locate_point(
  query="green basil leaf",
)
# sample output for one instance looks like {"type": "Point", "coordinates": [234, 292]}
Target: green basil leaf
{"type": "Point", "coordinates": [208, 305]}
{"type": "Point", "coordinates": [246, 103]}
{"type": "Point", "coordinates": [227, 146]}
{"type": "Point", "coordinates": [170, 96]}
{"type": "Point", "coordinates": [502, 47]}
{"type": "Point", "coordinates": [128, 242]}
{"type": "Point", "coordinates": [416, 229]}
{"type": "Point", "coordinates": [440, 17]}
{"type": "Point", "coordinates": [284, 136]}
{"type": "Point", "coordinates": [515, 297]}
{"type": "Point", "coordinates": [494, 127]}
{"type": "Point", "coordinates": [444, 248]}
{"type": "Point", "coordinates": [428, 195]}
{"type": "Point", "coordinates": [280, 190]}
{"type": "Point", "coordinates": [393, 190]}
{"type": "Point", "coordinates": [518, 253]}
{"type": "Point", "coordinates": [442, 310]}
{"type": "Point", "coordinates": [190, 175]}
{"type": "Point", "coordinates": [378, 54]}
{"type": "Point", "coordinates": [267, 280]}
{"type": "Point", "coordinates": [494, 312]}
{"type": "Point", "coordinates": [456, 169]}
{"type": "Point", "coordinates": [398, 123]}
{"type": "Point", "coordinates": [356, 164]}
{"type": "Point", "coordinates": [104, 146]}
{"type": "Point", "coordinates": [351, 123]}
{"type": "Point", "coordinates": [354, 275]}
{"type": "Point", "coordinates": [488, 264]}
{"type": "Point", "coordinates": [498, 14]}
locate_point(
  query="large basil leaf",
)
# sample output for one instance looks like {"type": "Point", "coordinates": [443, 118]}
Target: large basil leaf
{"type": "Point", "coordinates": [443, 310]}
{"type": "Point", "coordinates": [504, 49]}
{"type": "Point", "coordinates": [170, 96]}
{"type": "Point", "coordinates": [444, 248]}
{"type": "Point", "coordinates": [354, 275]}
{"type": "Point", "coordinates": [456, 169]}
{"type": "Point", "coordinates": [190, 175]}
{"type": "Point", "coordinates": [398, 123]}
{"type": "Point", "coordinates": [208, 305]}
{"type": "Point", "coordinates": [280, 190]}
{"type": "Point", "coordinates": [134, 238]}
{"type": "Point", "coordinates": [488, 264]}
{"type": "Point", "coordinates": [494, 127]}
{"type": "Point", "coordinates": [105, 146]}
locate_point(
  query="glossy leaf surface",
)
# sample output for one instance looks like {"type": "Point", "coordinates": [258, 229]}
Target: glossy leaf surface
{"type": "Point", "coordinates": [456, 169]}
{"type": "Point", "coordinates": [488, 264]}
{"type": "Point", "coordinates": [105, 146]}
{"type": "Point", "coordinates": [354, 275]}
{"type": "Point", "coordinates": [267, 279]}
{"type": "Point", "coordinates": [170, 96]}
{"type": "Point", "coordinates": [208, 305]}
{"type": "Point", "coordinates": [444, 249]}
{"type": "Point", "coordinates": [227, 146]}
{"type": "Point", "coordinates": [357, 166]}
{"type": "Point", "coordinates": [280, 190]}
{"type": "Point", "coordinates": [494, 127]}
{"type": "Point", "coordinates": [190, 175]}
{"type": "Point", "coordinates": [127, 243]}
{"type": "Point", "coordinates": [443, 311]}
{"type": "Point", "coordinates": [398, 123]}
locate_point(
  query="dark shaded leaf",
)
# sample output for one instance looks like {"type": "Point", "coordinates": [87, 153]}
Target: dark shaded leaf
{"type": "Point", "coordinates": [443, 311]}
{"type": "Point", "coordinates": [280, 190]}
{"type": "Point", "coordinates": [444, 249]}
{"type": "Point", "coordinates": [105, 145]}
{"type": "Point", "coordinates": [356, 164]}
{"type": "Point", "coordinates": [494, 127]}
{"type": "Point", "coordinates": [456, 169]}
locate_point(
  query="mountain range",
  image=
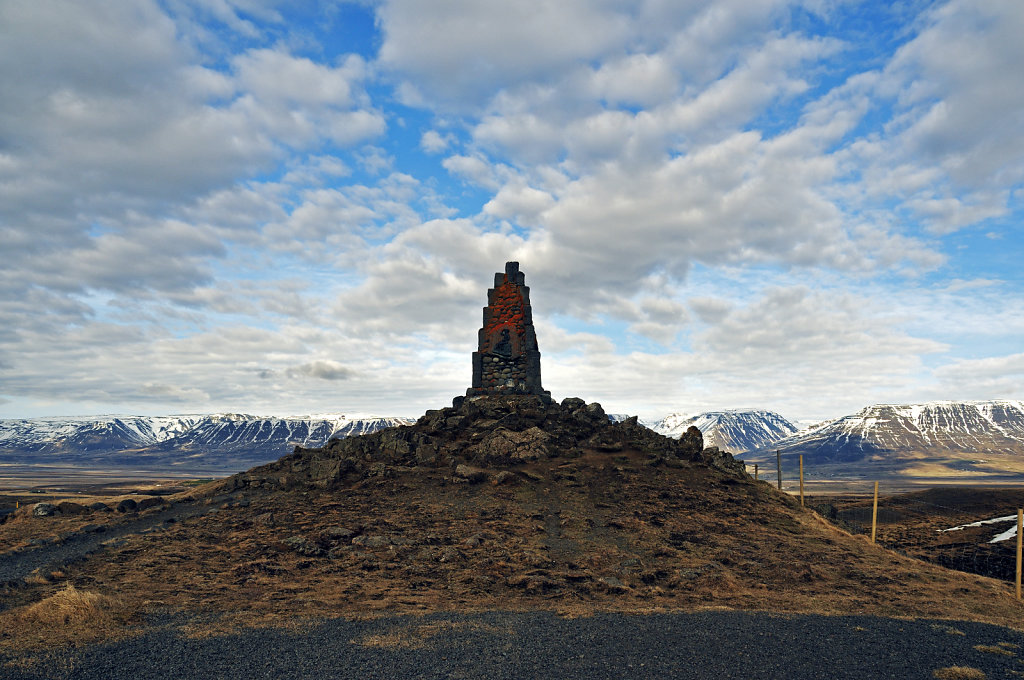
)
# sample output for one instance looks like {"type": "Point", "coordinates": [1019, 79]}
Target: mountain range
{"type": "Point", "coordinates": [735, 431]}
{"type": "Point", "coordinates": [885, 431]}
{"type": "Point", "coordinates": [961, 435]}
{"type": "Point", "coordinates": [219, 441]}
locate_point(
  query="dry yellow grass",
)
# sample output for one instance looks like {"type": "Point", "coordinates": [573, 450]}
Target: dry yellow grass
{"type": "Point", "coordinates": [70, 606]}
{"type": "Point", "coordinates": [69, 615]}
{"type": "Point", "coordinates": [958, 673]}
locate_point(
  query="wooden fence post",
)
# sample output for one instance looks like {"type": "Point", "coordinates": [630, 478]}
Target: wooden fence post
{"type": "Point", "coordinates": [778, 468]}
{"type": "Point", "coordinates": [875, 512]}
{"type": "Point", "coordinates": [801, 480]}
{"type": "Point", "coordinates": [1020, 520]}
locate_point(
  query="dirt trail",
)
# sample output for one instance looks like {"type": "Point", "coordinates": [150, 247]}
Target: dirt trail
{"type": "Point", "coordinates": [15, 565]}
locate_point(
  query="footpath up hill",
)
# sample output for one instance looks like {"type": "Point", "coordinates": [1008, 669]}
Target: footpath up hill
{"type": "Point", "coordinates": [516, 502]}
{"type": "Point", "coordinates": [502, 503]}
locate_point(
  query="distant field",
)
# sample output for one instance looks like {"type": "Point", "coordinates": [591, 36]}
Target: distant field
{"type": "Point", "coordinates": [24, 477]}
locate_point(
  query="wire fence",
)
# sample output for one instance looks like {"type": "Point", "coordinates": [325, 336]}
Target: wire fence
{"type": "Point", "coordinates": [968, 528]}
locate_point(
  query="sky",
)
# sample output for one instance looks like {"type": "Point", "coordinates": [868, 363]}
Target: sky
{"type": "Point", "coordinates": [282, 208]}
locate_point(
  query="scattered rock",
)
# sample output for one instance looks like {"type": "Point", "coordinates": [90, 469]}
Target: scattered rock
{"type": "Point", "coordinates": [613, 584]}
{"type": "Point", "coordinates": [504, 477]}
{"type": "Point", "coordinates": [372, 541]}
{"type": "Point", "coordinates": [70, 508]}
{"type": "Point", "coordinates": [303, 546]}
{"type": "Point", "coordinates": [150, 502]}
{"type": "Point", "coordinates": [338, 534]}
{"type": "Point", "coordinates": [470, 473]}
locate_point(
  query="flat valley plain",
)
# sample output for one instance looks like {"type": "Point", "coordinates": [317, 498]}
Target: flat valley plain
{"type": "Point", "coordinates": [605, 534]}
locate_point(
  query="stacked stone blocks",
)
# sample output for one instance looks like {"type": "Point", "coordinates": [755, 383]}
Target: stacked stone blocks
{"type": "Point", "coordinates": [507, 360]}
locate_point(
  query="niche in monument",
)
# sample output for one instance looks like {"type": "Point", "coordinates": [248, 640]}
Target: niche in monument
{"type": "Point", "coordinates": [507, 360]}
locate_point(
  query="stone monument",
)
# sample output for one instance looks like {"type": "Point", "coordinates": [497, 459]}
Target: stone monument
{"type": "Point", "coordinates": [507, 360]}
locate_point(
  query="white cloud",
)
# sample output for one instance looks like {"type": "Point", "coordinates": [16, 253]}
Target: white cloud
{"type": "Point", "coordinates": [433, 142]}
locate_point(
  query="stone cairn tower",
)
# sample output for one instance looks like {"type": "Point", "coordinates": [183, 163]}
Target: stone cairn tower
{"type": "Point", "coordinates": [507, 360]}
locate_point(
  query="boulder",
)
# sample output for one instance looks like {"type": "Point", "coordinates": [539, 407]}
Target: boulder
{"type": "Point", "coordinates": [44, 510]}
{"type": "Point", "coordinates": [150, 502]}
{"type": "Point", "coordinates": [470, 473]}
{"type": "Point", "coordinates": [503, 447]}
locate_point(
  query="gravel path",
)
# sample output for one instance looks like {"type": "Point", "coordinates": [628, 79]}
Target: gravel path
{"type": "Point", "coordinates": [497, 645]}
{"type": "Point", "coordinates": [16, 564]}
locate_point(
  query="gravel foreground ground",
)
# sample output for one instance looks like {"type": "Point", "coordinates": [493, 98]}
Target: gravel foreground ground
{"type": "Point", "coordinates": [496, 645]}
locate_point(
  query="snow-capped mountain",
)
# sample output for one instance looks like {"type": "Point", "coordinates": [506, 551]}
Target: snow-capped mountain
{"type": "Point", "coordinates": [735, 431]}
{"type": "Point", "coordinates": [221, 440]}
{"type": "Point", "coordinates": [937, 428]}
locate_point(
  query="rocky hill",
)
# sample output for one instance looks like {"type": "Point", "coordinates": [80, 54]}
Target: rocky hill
{"type": "Point", "coordinates": [735, 430]}
{"type": "Point", "coordinates": [893, 432]}
{"type": "Point", "coordinates": [497, 503]}
{"type": "Point", "coordinates": [482, 438]}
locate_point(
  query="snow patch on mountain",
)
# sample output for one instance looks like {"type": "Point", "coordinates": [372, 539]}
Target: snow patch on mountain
{"type": "Point", "coordinates": [735, 430]}
{"type": "Point", "coordinates": [992, 427]}
{"type": "Point", "coordinates": [266, 436]}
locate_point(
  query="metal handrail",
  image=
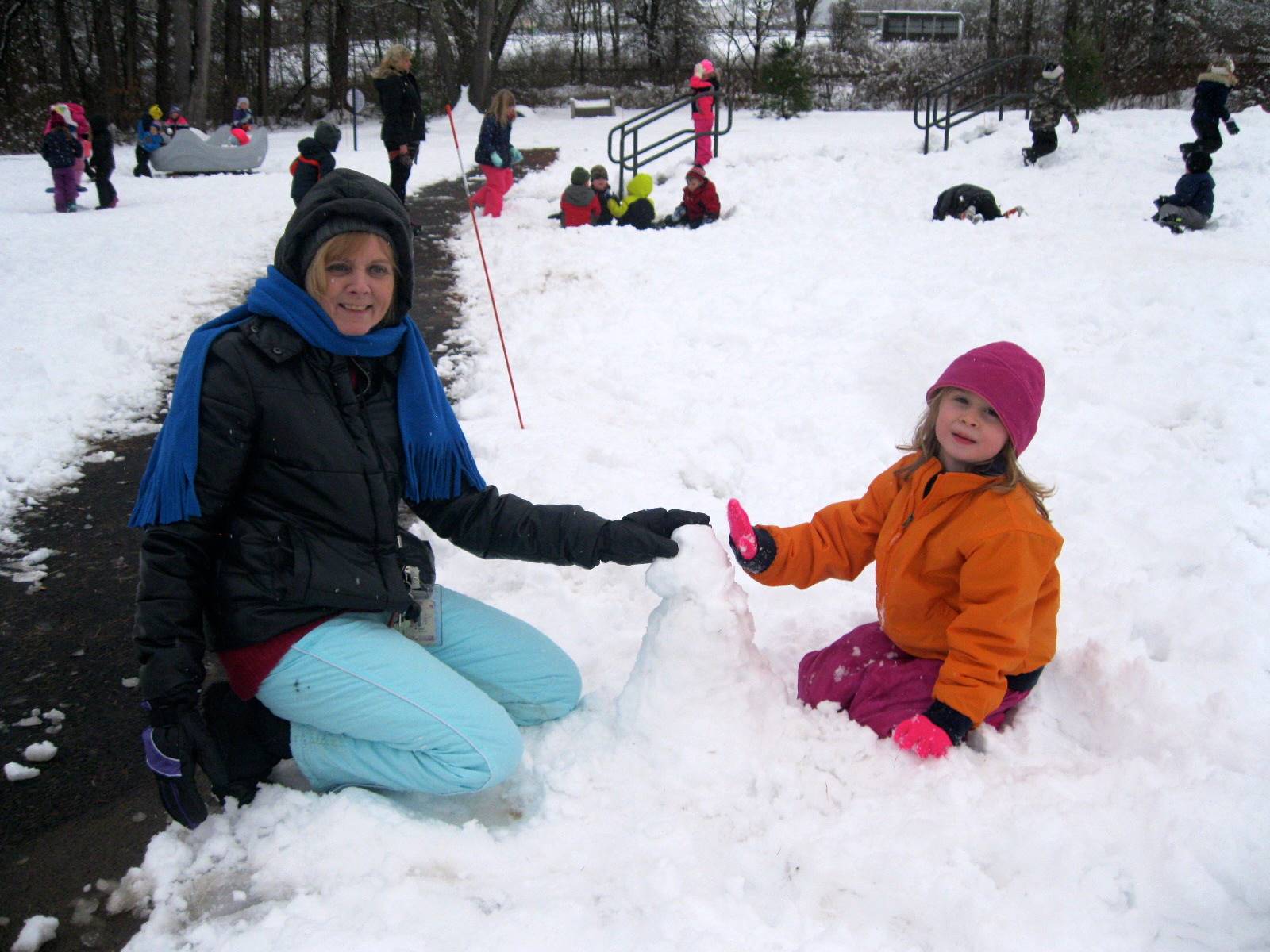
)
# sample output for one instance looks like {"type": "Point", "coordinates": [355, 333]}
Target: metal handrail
{"type": "Point", "coordinates": [997, 70]}
{"type": "Point", "coordinates": [645, 154]}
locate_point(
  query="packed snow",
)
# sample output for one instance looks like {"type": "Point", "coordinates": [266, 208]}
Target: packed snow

┄┄┄┄┄┄

Exercise instructions
Which lines in the material contain the word "packed"? Pull each of them out.

Task response
  query="packed snow",
Target: packed snow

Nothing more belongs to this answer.